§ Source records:
◆ ◆ ◆ ◆

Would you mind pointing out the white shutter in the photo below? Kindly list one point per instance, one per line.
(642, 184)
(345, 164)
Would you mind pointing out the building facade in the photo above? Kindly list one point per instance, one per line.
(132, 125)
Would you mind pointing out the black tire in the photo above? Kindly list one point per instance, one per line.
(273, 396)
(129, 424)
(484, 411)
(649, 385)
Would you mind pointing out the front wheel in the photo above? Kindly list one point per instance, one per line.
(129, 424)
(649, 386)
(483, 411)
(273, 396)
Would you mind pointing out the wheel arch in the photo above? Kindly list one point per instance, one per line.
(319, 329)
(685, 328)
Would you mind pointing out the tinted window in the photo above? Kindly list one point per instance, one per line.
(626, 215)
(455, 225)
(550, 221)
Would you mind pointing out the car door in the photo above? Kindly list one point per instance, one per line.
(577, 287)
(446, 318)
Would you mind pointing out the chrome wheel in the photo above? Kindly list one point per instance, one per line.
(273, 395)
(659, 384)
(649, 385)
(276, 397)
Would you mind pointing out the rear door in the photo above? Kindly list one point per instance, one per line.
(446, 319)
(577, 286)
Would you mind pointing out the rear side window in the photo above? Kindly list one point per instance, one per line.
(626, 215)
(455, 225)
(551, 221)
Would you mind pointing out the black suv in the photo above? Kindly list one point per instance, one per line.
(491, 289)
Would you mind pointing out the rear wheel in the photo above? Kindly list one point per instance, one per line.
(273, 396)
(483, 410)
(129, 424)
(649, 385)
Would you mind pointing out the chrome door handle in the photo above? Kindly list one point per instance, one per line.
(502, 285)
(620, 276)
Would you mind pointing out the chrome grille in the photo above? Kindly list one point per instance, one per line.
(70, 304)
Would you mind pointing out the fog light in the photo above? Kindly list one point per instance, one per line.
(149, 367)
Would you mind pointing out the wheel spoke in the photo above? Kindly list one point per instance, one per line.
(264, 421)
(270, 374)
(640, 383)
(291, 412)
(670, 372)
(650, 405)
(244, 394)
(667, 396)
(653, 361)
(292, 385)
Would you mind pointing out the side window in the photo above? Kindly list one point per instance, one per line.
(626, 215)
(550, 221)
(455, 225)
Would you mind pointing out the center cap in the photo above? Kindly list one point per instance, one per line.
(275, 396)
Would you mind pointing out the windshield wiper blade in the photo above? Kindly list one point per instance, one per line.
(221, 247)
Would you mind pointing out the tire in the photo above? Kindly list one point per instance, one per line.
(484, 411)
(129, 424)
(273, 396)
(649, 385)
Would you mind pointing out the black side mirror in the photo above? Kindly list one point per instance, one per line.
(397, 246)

◆ ◆ ◆ ◆

§ WORK TO BE COMPLETED:
Print from the line containing "Would you mind pointing out the wheel spoke" to the last line above, exactly as written.

§ YOUR SOLUTION:
Would you mind pointing out the wheel spoke in the photo above? Kindly list one point per instance, one per line.
(264, 421)
(270, 374)
(640, 383)
(291, 412)
(670, 372)
(650, 405)
(244, 394)
(667, 396)
(653, 361)
(292, 385)
Would you mind pointing out the side window in the photo above? Kindly list one point per instance, one per line.
(626, 215)
(550, 221)
(455, 225)
Would you mind pointing out the center cap in the photo above? Kindly list one point per instance, one per line.
(275, 396)
Would you mind pointing out the windshield wiper blade in the photo above? Kindly list one point per instance, one per line.
(221, 247)
Would you mind pointing out the tire in the photo above? Kindly list one point per instance, one per line.
(484, 411)
(129, 424)
(273, 396)
(649, 385)
Would you mind pointing out the black side mirror in the photo above? Kindly list one point per instance, one per line.
(397, 246)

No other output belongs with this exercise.